▸ CONSIGNE A: Compte les lignes des entrées qui contiennent la chaîne « green ». Indique uniquement ce nombre.

Communiqué de l’AEDH
Le Parlement européen a adopté, le 12 septembre 2011 (1), une résolution modifiant le règlement de l’agence Frontex (2). Cette réforme introduit plusieurs dispositions visant à garantir un plus grand respect des droits fondamentaux par l’agence, ce dont on ne peut que se féliciter tant la demande était grande dans ce domaine, notamment du coté des ONG. L’AEDH note cependant que, au-delà de ce progrès de principe, demeurent des interrogations pour ne pas dire un scepticisme quant à l’efficacité des garanties ainsi votées par le Parlement européen. Scepticisme également quant à l’avenir de cette réforme qui, pour entrer en vigueur, doit encore être approuvée par le Conseil.
Outre l’inscription dans le règlement cadrant l’activité de Frontex de l’obligation de respecter les droits fondamentaux, le Parlement s’est prononcé en faveur de la création d’un poste d’officier des droits fondamentaux ainsi que d’un forum consultatif, tous deux chargés de veiller au respect des droits. Une clause serait également introduite dans ce règlement pour suspendre toute opération de Frontex en cas de violations des droits de l’Homme. Les gardes-frontières bénéficieraient de formations en matière de droits fondamentaux, de droit d’asile et de droit maritime.

▸ MATÉRIEL D'EXERCICE:
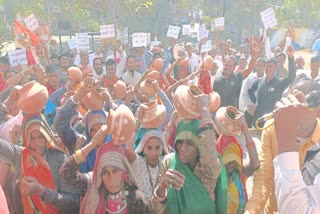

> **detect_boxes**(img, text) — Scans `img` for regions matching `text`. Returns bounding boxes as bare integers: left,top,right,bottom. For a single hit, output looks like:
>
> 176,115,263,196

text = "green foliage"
0,0,320,39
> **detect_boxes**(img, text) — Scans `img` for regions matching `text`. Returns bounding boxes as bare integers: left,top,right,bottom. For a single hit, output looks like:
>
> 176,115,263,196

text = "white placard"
8,49,28,67
132,33,148,48
260,7,278,29
146,33,151,45
201,40,212,53
76,33,90,50
100,24,116,39
73,54,81,66
214,17,224,30
68,39,78,49
150,41,161,51
117,27,129,44
182,25,192,35
197,24,209,41
285,36,292,47
193,23,200,33
167,25,181,39
89,53,96,67
24,14,39,31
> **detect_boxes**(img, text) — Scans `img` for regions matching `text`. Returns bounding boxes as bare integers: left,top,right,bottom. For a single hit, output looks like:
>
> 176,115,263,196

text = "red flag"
12,20,39,47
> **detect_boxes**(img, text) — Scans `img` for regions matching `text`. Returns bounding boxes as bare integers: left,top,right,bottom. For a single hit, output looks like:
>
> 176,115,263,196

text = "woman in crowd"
0,114,79,213
60,119,150,214
126,130,168,201
216,106,260,214
152,94,224,213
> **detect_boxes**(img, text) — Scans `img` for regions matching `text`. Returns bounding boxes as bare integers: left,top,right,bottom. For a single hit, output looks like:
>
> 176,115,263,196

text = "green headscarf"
166,119,227,214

▸ CONSIGNE B: D'après le communiqué, dans quels domaines les gardes-frontières recevraient-ils des formations ?

▸ RÉPONSE FINALE A: 2

▸ RÉPONSE FINALE B: En matière de droits fondamentaux, de droit d'asile et de droit maritime.